--- Start of Records ---

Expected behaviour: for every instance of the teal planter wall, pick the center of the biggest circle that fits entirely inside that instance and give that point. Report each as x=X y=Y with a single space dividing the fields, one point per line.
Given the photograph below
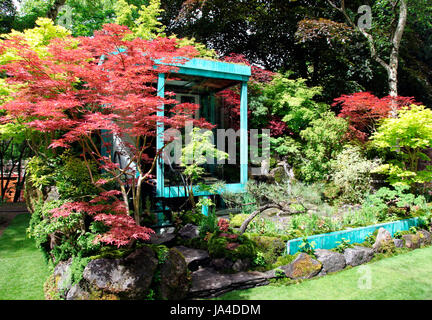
x=357 y=235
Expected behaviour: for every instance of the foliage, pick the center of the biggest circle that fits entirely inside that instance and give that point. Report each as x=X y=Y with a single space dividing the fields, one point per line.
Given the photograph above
x=191 y=216
x=237 y=220
x=241 y=247
x=111 y=212
x=392 y=204
x=407 y=136
x=63 y=237
x=371 y=238
x=343 y=245
x=323 y=142
x=363 y=110
x=198 y=151
x=73 y=178
x=268 y=248
x=208 y=224
x=129 y=101
x=351 y=174
x=41 y=173
x=143 y=21
x=307 y=247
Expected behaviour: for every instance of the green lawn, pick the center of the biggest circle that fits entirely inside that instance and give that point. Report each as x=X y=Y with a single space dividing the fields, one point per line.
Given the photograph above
x=404 y=277
x=23 y=270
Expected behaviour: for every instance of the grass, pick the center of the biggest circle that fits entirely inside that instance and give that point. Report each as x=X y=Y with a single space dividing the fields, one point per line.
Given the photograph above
x=23 y=269
x=402 y=277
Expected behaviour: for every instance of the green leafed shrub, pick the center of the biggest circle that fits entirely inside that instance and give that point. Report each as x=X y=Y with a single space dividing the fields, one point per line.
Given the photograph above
x=219 y=247
x=237 y=220
x=407 y=136
x=323 y=141
x=351 y=174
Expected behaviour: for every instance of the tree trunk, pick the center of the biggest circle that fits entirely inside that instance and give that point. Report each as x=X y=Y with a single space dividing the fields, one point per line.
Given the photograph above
x=53 y=11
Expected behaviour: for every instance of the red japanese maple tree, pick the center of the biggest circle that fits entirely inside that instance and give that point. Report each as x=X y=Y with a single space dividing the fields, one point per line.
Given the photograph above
x=95 y=87
x=363 y=110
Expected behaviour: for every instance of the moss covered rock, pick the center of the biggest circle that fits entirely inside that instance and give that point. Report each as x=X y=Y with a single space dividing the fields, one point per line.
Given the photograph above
x=174 y=277
x=270 y=247
x=237 y=220
x=412 y=241
x=303 y=267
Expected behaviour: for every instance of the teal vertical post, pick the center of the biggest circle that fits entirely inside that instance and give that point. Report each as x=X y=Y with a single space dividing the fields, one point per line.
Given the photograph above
x=205 y=209
x=243 y=135
x=159 y=139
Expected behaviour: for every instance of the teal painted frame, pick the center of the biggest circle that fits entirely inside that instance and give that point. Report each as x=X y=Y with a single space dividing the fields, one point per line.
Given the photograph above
x=357 y=235
x=208 y=69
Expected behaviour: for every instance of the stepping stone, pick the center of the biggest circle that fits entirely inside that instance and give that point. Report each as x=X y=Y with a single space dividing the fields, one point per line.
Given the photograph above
x=194 y=257
x=358 y=255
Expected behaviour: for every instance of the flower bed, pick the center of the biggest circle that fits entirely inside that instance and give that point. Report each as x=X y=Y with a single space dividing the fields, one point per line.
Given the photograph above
x=357 y=235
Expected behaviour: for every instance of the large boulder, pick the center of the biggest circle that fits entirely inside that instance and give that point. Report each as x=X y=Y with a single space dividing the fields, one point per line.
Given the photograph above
x=303 y=267
x=384 y=241
x=129 y=278
x=331 y=261
x=399 y=243
x=78 y=292
x=166 y=238
x=425 y=237
x=189 y=231
x=358 y=255
x=222 y=264
x=412 y=241
x=174 y=277
x=194 y=257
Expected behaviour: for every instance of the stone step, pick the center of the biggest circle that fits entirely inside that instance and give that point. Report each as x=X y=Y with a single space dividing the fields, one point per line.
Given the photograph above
x=208 y=283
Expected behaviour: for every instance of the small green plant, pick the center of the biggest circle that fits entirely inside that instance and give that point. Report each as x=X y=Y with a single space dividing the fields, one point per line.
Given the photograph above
x=279 y=273
x=398 y=235
x=209 y=223
x=259 y=260
x=343 y=245
x=413 y=229
x=370 y=238
x=307 y=247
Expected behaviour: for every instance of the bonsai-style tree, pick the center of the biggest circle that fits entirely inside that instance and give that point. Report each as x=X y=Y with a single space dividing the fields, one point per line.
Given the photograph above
x=409 y=135
x=195 y=154
x=76 y=100
x=363 y=110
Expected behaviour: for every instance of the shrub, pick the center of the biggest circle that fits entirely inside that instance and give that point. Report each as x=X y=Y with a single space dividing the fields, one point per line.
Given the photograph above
x=351 y=174
x=407 y=136
x=270 y=248
x=73 y=179
x=239 y=248
x=237 y=220
x=323 y=141
x=63 y=237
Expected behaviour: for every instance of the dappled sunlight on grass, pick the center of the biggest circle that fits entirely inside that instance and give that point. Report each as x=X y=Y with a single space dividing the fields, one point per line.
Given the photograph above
x=22 y=266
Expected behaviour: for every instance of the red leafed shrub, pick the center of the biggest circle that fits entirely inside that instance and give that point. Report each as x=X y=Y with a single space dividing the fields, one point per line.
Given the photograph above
x=277 y=127
x=232 y=245
x=223 y=225
x=122 y=227
x=231 y=236
x=90 y=88
x=363 y=110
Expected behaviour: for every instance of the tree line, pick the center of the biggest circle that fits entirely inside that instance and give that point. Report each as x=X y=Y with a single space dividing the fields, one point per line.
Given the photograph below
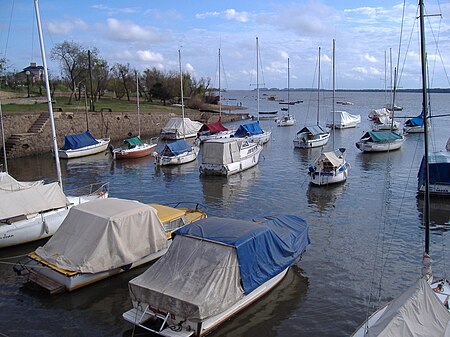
x=84 y=71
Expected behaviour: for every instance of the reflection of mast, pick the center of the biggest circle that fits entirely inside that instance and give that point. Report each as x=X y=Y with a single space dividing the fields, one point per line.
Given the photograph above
x=47 y=88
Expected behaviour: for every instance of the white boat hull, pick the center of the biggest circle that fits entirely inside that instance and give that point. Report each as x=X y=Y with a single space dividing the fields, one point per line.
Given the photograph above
x=101 y=146
x=188 y=328
x=368 y=146
x=39 y=226
x=302 y=141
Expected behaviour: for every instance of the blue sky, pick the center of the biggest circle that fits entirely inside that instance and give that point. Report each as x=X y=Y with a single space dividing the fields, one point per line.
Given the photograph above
x=148 y=34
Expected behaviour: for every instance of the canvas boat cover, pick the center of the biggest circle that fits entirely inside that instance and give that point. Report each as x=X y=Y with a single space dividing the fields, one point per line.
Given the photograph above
x=19 y=198
x=382 y=136
x=343 y=117
x=313 y=129
x=104 y=234
x=416 y=313
x=416 y=121
x=221 y=151
x=438 y=168
x=213 y=127
x=133 y=141
x=209 y=262
x=247 y=130
x=77 y=141
x=175 y=148
x=175 y=124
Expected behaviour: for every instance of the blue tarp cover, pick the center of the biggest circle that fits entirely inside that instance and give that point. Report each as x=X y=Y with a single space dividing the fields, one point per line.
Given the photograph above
x=246 y=130
x=416 y=121
x=176 y=148
x=264 y=248
x=382 y=136
x=439 y=168
x=76 y=141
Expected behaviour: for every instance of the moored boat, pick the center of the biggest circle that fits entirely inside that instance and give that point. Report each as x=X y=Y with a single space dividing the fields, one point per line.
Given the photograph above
x=219 y=266
x=100 y=239
x=228 y=156
x=81 y=145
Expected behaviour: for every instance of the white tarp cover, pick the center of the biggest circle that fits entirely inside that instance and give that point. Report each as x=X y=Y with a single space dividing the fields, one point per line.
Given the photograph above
x=416 y=313
x=174 y=283
x=33 y=199
x=343 y=118
x=221 y=151
x=175 y=124
x=104 y=234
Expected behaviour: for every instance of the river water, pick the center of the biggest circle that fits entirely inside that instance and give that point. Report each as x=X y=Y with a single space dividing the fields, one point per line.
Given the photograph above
x=366 y=234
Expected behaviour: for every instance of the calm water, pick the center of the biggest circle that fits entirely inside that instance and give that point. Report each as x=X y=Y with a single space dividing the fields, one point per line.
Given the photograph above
x=366 y=235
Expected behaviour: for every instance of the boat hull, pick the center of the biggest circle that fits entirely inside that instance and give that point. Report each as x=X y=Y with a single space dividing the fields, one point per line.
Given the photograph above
x=101 y=146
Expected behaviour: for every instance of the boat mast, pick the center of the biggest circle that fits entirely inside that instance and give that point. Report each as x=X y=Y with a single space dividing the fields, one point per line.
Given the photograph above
x=334 y=85
x=318 y=92
x=49 y=98
x=423 y=56
x=182 y=96
x=220 y=95
x=257 y=75
x=137 y=102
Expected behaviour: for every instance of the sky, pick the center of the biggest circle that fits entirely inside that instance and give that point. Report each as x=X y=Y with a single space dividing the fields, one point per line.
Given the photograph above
x=148 y=34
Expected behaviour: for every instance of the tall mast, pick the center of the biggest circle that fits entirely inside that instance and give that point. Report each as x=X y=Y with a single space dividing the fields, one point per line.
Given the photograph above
x=182 y=96
x=423 y=56
x=257 y=75
x=318 y=92
x=137 y=103
x=49 y=98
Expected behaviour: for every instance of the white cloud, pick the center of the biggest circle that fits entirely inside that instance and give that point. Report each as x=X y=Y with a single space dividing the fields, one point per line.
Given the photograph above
x=66 y=26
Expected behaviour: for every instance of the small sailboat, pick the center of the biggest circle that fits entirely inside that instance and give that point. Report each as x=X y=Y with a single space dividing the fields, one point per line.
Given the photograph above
x=134 y=147
x=422 y=310
x=178 y=152
x=314 y=135
x=218 y=266
x=330 y=167
x=287 y=119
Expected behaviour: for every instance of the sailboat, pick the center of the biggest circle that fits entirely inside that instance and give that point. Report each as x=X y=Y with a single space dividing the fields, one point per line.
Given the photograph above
x=253 y=131
x=31 y=211
x=178 y=152
x=134 y=147
x=422 y=310
x=287 y=119
x=330 y=167
x=314 y=135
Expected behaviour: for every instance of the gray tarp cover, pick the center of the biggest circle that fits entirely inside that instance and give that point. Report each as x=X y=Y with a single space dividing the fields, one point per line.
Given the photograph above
x=24 y=198
x=104 y=234
x=416 y=313
x=176 y=285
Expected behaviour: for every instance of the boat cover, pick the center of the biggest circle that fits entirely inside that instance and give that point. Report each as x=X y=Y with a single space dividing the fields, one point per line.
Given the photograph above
x=247 y=130
x=381 y=136
x=104 y=234
x=417 y=312
x=438 y=168
x=199 y=278
x=175 y=148
x=221 y=151
x=133 y=141
x=313 y=129
x=213 y=127
x=175 y=125
x=416 y=121
x=343 y=117
x=32 y=199
x=77 y=141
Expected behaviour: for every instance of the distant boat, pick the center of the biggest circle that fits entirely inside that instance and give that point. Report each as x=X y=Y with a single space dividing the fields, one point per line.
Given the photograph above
x=218 y=267
x=380 y=141
x=81 y=145
x=228 y=156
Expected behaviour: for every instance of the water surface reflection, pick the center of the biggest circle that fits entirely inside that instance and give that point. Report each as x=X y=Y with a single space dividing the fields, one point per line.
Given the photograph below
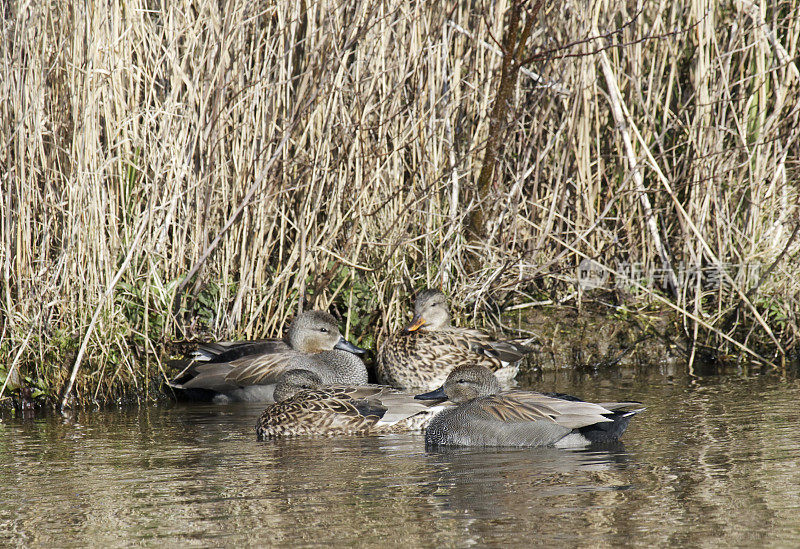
x=711 y=461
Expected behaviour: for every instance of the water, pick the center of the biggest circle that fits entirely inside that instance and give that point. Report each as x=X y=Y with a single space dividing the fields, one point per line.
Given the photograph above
x=713 y=461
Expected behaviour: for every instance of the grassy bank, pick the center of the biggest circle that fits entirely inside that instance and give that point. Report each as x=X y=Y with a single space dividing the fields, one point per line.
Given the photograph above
x=171 y=172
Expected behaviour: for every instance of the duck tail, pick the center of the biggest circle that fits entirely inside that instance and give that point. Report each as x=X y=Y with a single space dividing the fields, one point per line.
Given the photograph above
x=609 y=431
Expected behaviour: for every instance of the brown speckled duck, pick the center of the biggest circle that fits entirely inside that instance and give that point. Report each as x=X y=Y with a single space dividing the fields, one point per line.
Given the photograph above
x=304 y=406
x=424 y=352
x=248 y=371
x=487 y=416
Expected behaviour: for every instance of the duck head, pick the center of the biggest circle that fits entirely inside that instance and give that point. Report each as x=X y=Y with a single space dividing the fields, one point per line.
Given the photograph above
x=317 y=331
x=430 y=312
x=292 y=382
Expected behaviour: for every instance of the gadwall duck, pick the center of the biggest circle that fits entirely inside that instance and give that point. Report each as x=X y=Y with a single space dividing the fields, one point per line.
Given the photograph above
x=307 y=407
x=248 y=371
x=422 y=354
x=487 y=416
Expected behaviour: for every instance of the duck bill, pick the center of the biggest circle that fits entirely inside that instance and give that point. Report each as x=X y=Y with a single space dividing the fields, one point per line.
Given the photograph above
x=416 y=323
x=345 y=345
x=437 y=394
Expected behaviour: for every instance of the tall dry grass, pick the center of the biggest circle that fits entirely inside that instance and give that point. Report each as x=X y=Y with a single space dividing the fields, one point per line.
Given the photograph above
x=330 y=150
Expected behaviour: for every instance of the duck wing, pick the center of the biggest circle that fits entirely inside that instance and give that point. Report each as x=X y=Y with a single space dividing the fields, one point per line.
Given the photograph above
x=524 y=406
x=262 y=369
x=227 y=351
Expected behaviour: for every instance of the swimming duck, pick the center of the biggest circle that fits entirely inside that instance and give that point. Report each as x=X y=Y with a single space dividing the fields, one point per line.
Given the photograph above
x=248 y=371
x=422 y=354
x=486 y=415
x=304 y=406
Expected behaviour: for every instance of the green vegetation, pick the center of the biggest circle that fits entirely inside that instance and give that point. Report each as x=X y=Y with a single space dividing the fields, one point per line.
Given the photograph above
x=172 y=174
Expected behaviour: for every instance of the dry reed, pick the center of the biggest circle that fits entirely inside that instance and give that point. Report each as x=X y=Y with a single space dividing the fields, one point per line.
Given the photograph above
x=330 y=150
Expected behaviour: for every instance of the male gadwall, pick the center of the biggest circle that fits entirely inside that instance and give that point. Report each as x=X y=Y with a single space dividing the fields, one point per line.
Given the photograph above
x=307 y=407
x=248 y=371
x=487 y=416
x=424 y=352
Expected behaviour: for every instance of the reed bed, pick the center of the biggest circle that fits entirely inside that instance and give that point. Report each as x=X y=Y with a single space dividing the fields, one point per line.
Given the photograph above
x=203 y=169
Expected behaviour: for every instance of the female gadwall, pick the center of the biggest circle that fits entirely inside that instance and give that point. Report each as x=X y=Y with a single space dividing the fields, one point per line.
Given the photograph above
x=424 y=352
x=487 y=416
x=306 y=407
x=248 y=371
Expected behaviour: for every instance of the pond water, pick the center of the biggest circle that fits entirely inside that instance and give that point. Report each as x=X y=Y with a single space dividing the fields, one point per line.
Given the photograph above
x=713 y=461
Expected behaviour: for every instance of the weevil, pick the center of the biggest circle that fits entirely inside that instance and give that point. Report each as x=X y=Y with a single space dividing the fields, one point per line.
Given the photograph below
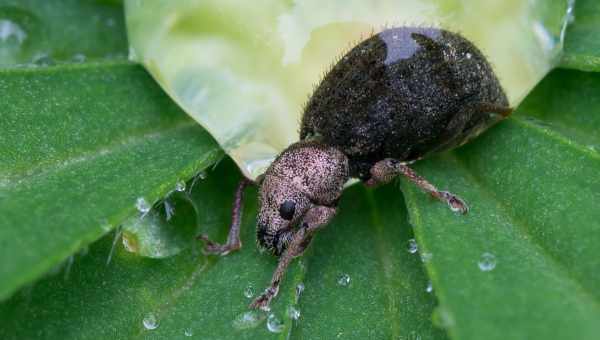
x=396 y=97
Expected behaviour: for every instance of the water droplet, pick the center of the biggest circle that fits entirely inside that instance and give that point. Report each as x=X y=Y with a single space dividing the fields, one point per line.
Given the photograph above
x=78 y=57
x=426 y=257
x=105 y=226
x=42 y=59
x=248 y=320
x=249 y=291
x=199 y=176
x=142 y=205
x=150 y=321
x=414 y=336
x=169 y=210
x=180 y=186
x=412 y=246
x=11 y=31
x=129 y=244
x=274 y=325
x=293 y=313
x=344 y=280
x=487 y=262
x=299 y=291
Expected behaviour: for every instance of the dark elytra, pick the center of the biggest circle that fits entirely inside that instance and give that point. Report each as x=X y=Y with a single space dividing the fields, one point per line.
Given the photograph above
x=403 y=93
x=396 y=97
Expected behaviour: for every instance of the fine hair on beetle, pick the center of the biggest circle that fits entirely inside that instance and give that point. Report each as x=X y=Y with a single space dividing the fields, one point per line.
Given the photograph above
x=397 y=96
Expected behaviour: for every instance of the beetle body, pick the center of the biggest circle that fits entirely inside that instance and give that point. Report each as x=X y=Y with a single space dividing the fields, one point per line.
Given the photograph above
x=396 y=97
x=402 y=93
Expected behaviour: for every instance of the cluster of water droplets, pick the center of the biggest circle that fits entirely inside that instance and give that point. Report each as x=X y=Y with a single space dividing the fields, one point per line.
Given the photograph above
x=150 y=321
x=343 y=280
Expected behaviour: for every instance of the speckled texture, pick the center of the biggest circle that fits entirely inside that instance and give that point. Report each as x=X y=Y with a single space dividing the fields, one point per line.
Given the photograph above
x=307 y=173
x=403 y=93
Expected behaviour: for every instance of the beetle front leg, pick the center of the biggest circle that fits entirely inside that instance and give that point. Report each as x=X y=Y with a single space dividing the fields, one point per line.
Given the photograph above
x=316 y=218
x=387 y=169
x=233 y=238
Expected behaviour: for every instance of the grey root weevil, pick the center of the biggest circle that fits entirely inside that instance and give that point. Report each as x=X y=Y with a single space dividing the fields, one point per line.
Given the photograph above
x=396 y=97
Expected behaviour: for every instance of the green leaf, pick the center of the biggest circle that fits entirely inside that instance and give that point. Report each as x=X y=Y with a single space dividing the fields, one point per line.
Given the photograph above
x=80 y=144
x=45 y=32
x=385 y=298
x=534 y=192
x=582 y=46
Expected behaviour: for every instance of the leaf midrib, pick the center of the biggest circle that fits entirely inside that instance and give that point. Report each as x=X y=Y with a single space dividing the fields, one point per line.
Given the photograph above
x=43 y=169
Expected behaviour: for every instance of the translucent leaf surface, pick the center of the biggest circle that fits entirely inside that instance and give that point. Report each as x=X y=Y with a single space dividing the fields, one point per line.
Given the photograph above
x=269 y=55
x=523 y=263
x=192 y=296
x=80 y=144
x=582 y=46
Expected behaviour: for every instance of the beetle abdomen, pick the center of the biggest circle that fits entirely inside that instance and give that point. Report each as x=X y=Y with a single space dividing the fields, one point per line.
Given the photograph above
x=403 y=93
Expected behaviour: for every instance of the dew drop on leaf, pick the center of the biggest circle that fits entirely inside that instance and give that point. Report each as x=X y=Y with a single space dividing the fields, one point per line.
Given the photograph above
x=274 y=324
x=247 y=320
x=426 y=257
x=249 y=291
x=42 y=59
x=299 y=291
x=293 y=313
x=78 y=57
x=150 y=321
x=487 y=262
x=180 y=186
x=412 y=246
x=11 y=32
x=142 y=205
x=344 y=280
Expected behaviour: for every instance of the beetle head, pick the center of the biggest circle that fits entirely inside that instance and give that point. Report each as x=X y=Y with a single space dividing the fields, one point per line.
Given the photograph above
x=305 y=175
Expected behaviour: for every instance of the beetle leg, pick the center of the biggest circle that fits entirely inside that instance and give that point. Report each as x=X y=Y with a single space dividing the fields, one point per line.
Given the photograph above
x=233 y=238
x=316 y=218
x=387 y=169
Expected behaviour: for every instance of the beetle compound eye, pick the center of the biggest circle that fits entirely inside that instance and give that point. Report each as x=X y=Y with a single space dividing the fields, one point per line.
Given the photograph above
x=287 y=210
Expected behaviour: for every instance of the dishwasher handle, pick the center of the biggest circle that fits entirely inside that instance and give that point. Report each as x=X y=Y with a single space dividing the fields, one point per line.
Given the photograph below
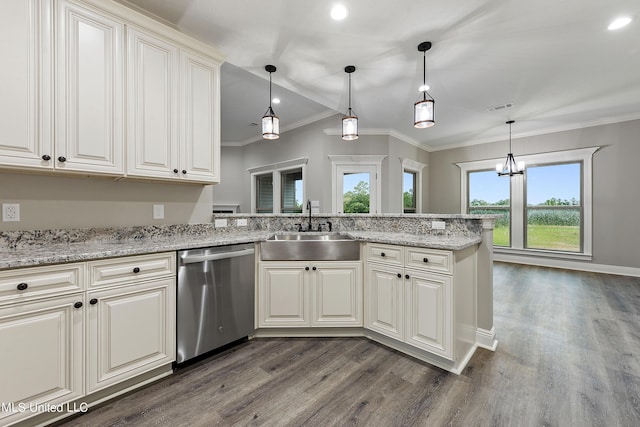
x=214 y=257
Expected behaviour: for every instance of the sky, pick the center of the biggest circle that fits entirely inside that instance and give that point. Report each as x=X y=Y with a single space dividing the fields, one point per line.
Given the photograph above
x=543 y=183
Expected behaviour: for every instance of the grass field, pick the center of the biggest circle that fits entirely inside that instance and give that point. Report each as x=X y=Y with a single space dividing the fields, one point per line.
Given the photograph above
x=554 y=237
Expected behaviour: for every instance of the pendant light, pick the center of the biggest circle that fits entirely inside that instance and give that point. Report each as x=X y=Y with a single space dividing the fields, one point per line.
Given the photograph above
x=510 y=166
x=349 y=120
x=270 y=122
x=423 y=109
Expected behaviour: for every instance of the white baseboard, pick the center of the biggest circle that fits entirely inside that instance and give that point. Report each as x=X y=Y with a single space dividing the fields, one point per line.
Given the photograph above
x=567 y=264
x=486 y=339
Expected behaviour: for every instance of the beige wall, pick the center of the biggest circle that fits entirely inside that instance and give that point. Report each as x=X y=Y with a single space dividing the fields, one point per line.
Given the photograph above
x=76 y=202
x=311 y=142
x=616 y=196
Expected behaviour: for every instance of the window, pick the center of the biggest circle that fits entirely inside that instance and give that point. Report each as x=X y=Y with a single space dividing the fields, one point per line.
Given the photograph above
x=356 y=183
x=411 y=186
x=543 y=212
x=278 y=188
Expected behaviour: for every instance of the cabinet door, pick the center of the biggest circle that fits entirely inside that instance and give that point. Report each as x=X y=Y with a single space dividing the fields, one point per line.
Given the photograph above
x=25 y=105
x=384 y=300
x=429 y=312
x=152 y=100
x=131 y=330
x=200 y=119
x=41 y=356
x=337 y=294
x=89 y=91
x=282 y=295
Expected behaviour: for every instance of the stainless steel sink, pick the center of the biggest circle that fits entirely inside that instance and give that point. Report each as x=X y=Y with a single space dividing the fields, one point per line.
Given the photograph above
x=310 y=247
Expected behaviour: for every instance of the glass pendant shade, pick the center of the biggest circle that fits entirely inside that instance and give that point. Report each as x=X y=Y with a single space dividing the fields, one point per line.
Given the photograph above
x=270 y=122
x=510 y=167
x=424 y=108
x=270 y=125
x=349 y=120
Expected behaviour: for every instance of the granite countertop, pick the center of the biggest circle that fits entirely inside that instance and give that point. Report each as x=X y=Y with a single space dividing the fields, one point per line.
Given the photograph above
x=35 y=255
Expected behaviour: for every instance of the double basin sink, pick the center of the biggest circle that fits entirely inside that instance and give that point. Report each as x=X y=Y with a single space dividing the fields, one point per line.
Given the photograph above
x=310 y=247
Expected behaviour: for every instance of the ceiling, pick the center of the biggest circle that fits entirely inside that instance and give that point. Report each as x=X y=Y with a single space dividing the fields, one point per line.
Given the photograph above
x=554 y=60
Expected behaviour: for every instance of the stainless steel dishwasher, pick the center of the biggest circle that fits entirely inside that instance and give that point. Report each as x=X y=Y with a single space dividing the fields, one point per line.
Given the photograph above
x=215 y=301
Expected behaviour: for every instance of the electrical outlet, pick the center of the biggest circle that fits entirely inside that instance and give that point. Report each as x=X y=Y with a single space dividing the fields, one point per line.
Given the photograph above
x=10 y=212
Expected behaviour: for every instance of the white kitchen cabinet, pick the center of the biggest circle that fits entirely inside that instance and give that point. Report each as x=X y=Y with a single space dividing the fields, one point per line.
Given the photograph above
x=152 y=101
x=89 y=113
x=130 y=330
x=41 y=357
x=384 y=295
x=26 y=39
x=309 y=294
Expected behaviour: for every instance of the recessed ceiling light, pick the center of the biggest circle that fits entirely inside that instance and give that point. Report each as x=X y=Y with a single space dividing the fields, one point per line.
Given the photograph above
x=619 y=23
x=339 y=12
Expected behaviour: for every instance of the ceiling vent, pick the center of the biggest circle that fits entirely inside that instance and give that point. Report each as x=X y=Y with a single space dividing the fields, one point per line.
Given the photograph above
x=501 y=107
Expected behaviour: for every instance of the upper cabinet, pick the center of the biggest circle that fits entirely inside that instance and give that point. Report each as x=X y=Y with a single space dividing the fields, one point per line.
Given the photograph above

--- End of Records ---

Task brief: Arrange the lines of the entries above as a numbered list, starting at the line that contains "Expected behaviour: for every instance of the stone" and ending at the line that contains "x=208 y=283", with both of those lines included and any blank lines left out.

Final result:
1. Expected behaviour: for every instance of the stone step, pick the center of the biggest circle that fits entirely inside that instance and give that point. Report each as x=X y=Y with a single space dividing the fields, one point per line.
2. Given the photograph above
3. x=208 y=283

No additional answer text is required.